Aim of the task: Rewrite everything from the line containing "21, row 294." down to the line containing "column 465, row 629", replacing "innermost point" with "central point" and keeping everything else the same.

---------- Provided information

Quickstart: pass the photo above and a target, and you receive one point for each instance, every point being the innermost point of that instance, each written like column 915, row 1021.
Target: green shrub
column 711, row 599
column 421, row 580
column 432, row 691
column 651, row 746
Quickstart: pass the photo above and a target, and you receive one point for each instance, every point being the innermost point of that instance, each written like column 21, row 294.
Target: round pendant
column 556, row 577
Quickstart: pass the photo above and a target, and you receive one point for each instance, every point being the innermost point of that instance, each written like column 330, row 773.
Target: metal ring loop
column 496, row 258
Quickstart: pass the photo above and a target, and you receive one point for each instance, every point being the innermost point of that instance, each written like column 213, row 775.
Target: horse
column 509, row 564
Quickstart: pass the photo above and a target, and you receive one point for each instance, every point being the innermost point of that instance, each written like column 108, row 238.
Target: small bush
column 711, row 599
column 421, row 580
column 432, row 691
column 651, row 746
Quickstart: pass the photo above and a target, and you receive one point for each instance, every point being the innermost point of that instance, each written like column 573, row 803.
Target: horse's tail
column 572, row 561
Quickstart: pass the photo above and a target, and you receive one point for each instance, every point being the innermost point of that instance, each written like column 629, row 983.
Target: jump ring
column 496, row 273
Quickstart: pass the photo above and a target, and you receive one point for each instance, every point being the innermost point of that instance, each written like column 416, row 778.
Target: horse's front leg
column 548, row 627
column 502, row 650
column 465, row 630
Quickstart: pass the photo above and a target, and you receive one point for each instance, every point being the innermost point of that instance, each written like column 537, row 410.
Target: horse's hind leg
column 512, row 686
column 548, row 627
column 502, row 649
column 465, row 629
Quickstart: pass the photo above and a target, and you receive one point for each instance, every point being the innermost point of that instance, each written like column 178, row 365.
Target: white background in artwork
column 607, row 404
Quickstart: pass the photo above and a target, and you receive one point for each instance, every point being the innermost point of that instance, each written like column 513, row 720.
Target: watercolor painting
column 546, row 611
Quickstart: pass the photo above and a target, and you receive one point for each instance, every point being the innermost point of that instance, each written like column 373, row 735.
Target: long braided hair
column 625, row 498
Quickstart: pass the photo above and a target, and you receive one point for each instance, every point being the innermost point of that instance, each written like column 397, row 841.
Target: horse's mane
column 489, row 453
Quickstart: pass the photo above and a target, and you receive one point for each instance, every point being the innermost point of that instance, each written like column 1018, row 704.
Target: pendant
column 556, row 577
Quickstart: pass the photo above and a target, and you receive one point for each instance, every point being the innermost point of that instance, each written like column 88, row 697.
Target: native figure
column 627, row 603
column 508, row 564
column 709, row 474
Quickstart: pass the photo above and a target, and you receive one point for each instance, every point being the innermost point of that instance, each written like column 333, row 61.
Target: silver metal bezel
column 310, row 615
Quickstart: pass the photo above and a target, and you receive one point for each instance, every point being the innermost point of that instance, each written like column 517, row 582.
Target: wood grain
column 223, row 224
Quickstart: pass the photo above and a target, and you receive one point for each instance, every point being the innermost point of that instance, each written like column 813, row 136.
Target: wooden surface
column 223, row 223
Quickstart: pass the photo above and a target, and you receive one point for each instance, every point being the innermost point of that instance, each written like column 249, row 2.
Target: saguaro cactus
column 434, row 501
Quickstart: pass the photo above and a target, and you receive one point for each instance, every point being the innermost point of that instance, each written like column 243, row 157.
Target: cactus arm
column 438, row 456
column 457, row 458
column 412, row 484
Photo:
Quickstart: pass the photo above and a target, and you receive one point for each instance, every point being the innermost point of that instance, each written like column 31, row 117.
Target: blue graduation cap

--------------------
---------- Provided information

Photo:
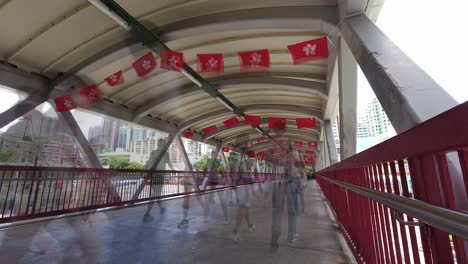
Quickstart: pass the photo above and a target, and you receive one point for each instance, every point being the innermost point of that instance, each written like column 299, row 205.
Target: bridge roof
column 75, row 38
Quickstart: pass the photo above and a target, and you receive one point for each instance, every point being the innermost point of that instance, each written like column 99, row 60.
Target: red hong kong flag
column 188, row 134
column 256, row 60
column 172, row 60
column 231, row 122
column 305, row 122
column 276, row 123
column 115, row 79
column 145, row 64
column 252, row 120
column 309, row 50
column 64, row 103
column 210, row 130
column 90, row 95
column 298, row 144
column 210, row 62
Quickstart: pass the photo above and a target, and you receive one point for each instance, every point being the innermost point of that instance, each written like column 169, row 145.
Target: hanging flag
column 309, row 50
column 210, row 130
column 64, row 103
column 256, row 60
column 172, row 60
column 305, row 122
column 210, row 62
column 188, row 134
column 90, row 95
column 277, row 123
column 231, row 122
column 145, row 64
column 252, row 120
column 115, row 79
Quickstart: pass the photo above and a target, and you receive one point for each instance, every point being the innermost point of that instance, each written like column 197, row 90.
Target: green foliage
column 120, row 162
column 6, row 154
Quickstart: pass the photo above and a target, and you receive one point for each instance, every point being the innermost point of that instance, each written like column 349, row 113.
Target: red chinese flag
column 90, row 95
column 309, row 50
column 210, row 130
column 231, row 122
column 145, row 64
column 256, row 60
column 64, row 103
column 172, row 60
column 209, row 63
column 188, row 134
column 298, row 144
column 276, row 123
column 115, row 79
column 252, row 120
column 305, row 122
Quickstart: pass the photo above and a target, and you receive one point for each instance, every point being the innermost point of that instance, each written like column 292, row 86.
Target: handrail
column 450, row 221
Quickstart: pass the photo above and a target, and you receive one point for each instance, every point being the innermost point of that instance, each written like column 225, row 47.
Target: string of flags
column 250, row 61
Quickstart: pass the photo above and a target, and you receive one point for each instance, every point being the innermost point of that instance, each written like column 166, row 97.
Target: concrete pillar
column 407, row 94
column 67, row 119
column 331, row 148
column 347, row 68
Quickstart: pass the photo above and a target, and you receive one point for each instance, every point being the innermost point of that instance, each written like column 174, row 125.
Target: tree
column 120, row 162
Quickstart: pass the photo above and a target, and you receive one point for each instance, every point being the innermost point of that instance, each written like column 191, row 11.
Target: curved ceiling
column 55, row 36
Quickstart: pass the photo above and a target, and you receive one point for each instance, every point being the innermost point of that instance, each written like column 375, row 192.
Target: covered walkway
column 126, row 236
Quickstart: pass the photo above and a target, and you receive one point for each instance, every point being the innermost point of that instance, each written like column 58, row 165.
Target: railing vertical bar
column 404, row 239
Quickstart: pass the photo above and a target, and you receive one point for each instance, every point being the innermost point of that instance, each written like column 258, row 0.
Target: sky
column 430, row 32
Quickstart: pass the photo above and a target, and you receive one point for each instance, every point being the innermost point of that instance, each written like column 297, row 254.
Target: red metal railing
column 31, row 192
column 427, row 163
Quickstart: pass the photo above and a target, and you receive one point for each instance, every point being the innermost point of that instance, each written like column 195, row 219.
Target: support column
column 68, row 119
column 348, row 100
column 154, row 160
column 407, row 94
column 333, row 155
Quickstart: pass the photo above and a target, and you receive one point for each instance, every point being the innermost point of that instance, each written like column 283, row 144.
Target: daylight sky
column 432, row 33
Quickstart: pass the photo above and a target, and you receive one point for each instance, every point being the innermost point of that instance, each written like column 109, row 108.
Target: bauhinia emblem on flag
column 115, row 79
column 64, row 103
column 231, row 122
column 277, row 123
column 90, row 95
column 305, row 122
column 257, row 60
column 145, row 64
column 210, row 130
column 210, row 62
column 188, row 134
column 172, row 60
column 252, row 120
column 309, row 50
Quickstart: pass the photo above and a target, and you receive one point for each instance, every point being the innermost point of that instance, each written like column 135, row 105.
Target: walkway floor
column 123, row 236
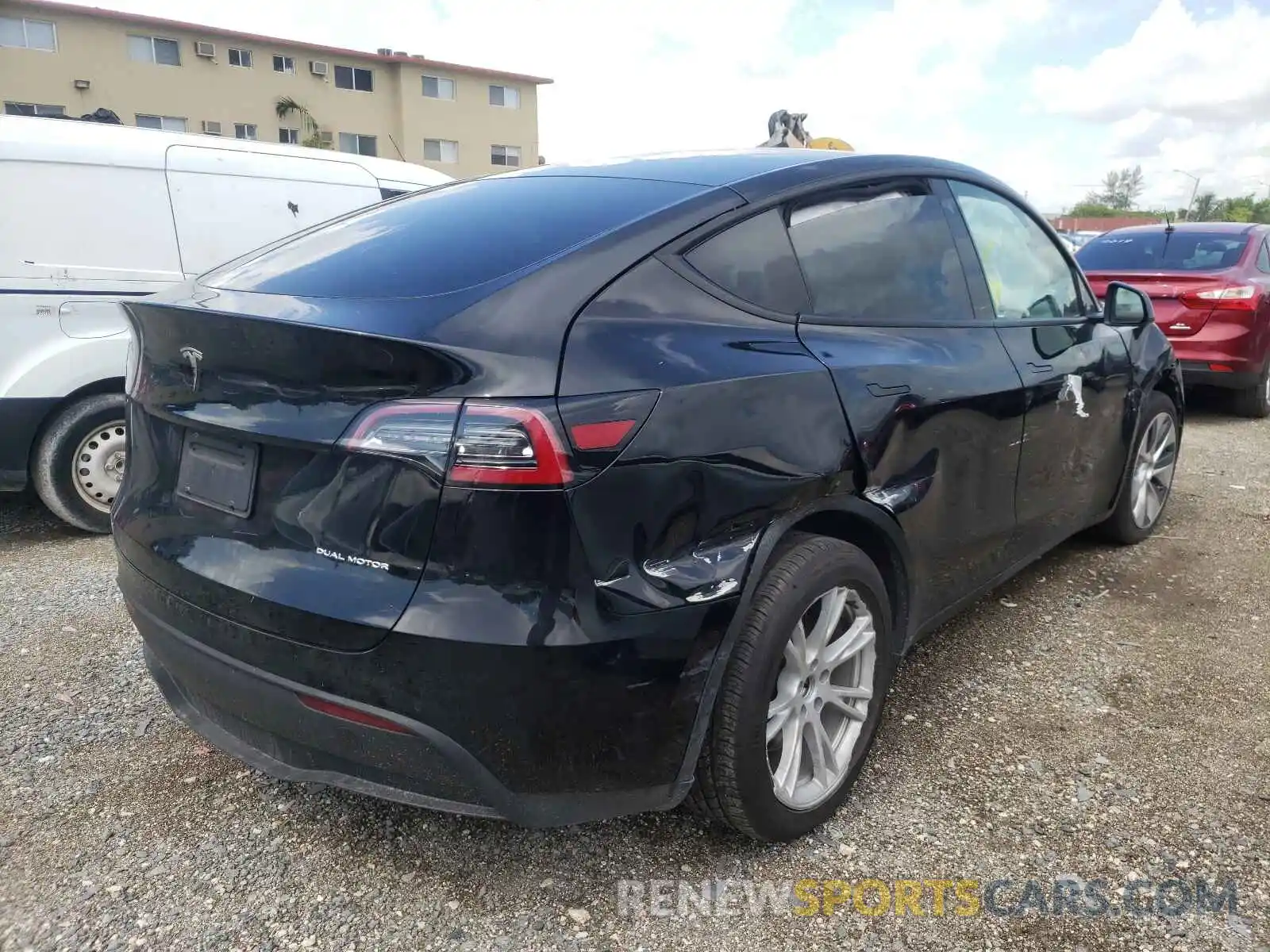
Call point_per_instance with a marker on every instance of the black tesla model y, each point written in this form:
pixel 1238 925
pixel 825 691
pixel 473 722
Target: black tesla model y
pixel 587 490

--------------------

Result of the task:
Quickstart: pass the photo above and a target, and you receive one point for each instance, every point being the central point of that instance, each written like column 21, row 294.
Target: round pendant
column 556, row 577
Quickstart: pass the photo above and a target, and you receive one point for each instance, every point being the central point of that instance, each written like column 330, row 773.
Target: metal ring loop
column 496, row 258
Quickstart: pass the photo above and a target, and you receive one point for each instance, every point being the central point of that instance, each written like column 213, row 775.
Target: horse
column 509, row 564
Quickstart: pass the photo above and a target, and you receive one point for each instance, every point being the central point of that instance, each written like column 108, row 238.
Target: small bush
column 711, row 599
column 421, row 580
column 432, row 691
column 651, row 746
Quickstart: pass the photo above and a target, and you receive one point for each instance, every point being the central point of that instance, each written like column 573, row 803.
Target: horse's tail
column 572, row 561
Quickstart: pass the photo above and a target, and you receive one point for each instance, every point being the central point of that instance, each written like column 629, row 983.
Target: jump ring
column 496, row 273
Quickstart: pass the photo above and a target, and you receive one point for each instance, every point being the central point of that instance, each written like column 416, row 778.
Target: horse's front leg
column 548, row 627
column 502, row 650
column 465, row 630
Quickstart: pass the photo above and a target, and you receive one point for each instance, every point being the central point of that instance, each written like column 537, row 410.
Target: horse's hind leg
column 512, row 686
column 548, row 627
column 502, row 649
column 465, row 629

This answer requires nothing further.